■ **Extrait à lire**
┄┄┄┄┄┄
L'atlas belge des aphorismes est sorti!
L'autre soir, avant de sortir d'un bistrot où un livre était ouvert sur une table, un copain a décoché, sans s'en rendre compte, une formule qui lui appartient et ne sera pas ici divulguée. Mais je pris soin de la griffonner sur un sous-bock. Je n'y pensais plus, à cette courte phrase, quand un livre m'est arrivé par la poste. La solide enveloppe qui avait voyagé d'Amougies jusqu'en Thudinie contenait un livre auquel, depuis lors, je reviens souvent. Au hasard, j'ouvre "Belgique, terre d'aphorismes", anthologie subjective et tombe, par exemple, sur cette confidence de Luc Honorez, journaliste, critique de cinéma au Soir: "J'aimerais avoir l'écriture en trompette pour souffler dedans". Chapeau! Et, chaque fois, une force irrésistible me ramène à la page où figure la célèbre déclaration de Pierre Alechinsky, du Daily-Bul...
"En avant, y a pas d'avance", m'a souvent fait rigoler tout haut, quand, en fin de journée au boulot avec un rhume, les heures me paraissaient un peu longues. Tout est dans ces mots, le défi, la révolte, l'humour qui libère du joug, le recul, peut-être même un zeste de sérénité. Dans la préface, Christine Béchet, une Louviéroise, salue le travail de l'enquêteur qui a remué ciel et terre et surtout livres et vieux papiers, carnets jaunis et revues oubliées (ou pas...) pour en extraire ces aphorismes belges qui ont le surréalisme dans la peau. Michel Delhalle, bibliothécaire et auteur, donnerait l'ombre de son ombre pour le plaisir de repérer une de ces phrases courtes, denses, percutantes, trempées d'humour décapant. Tiens, le mot "ombre"? C'est bien André Balthazar, du Daily-Bul, qui nous a laissé cette pensée, "L'ombre n'a pas d'ombre"?
┄┄┄┄┄┄
■ **Travail demandé**
1. Répondez aux questions suivantes à partir de l'extrait.
(a) De quelle localité l'enveloppe contenant le livre est-elle partie ?
(b) Quelles fonctions exerce Luc Honorez ?
(c) Qui a rédigé la préface du livre ?
2. Recopiez mot pour mot le passage de l'extrait qui va de « L'autre soir, avant » à « Alechinsky, du Daily-Bul... ».
┄┄┄┄┄┄
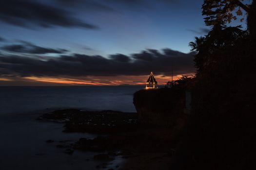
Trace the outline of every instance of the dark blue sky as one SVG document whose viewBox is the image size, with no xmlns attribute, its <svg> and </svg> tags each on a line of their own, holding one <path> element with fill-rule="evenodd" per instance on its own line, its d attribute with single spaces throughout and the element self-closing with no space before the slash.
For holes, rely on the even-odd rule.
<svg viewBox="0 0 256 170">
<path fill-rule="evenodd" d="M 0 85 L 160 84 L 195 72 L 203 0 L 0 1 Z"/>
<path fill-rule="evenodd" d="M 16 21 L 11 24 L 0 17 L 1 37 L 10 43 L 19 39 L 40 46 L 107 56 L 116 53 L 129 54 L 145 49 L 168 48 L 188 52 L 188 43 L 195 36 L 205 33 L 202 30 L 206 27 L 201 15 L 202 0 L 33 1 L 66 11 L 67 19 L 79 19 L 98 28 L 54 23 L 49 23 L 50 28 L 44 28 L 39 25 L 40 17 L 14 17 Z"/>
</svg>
┄┄┄┄┄┄
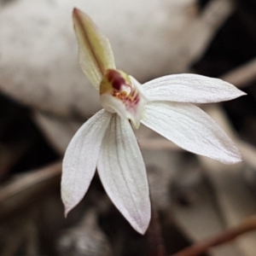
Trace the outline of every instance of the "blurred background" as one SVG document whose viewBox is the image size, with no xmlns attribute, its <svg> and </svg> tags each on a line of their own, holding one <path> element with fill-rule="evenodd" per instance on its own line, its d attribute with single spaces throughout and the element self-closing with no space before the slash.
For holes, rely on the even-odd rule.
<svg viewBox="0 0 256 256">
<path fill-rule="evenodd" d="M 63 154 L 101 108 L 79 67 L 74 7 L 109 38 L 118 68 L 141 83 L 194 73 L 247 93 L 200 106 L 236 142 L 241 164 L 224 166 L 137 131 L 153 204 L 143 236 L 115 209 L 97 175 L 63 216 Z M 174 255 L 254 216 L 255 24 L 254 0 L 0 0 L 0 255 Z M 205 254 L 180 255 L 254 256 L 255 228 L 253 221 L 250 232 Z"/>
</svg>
┄┄┄┄┄┄
■ **Corrigé des exercices**
1.
(a) D'Amougies.
(b) Il est journaliste et critique de cinéma au Soir.
(c) Christine Béchet, une Louviéroise.

2.
L'autre soir, avant de sortir d'un bistrot où un livre était ouvert sur une table, un copain a décoché, sans s'en rendre compte, une formule qui lui appartient et ne sera pas ici divulguée. Mais je pris soin de la griffonner sur un sous-bock. Je n'y pensais plus, à cette courte phrase, quand un livre m'est arrivé par la poste. La solide enveloppe qui avait voyagé d'Amougies jusqu'en Thudinie contenait un livre auquel, depuis lors, je reviens souvent. Au hasard, j'ouvre "Belgique, terre d'aphorismes", anthologie subjective et tombe, par exemple, sur cette confidence de Luc Honorez, journaliste, critique de cinéma au Soir: "J'aimerais avoir l'écriture en trompette pour souffler dedans". Chapeau! Et, chaque fois, une force irrésistible me ramène à la page où figure la célèbre déclaration de Pierre Alechinsky, du Daily-Bul...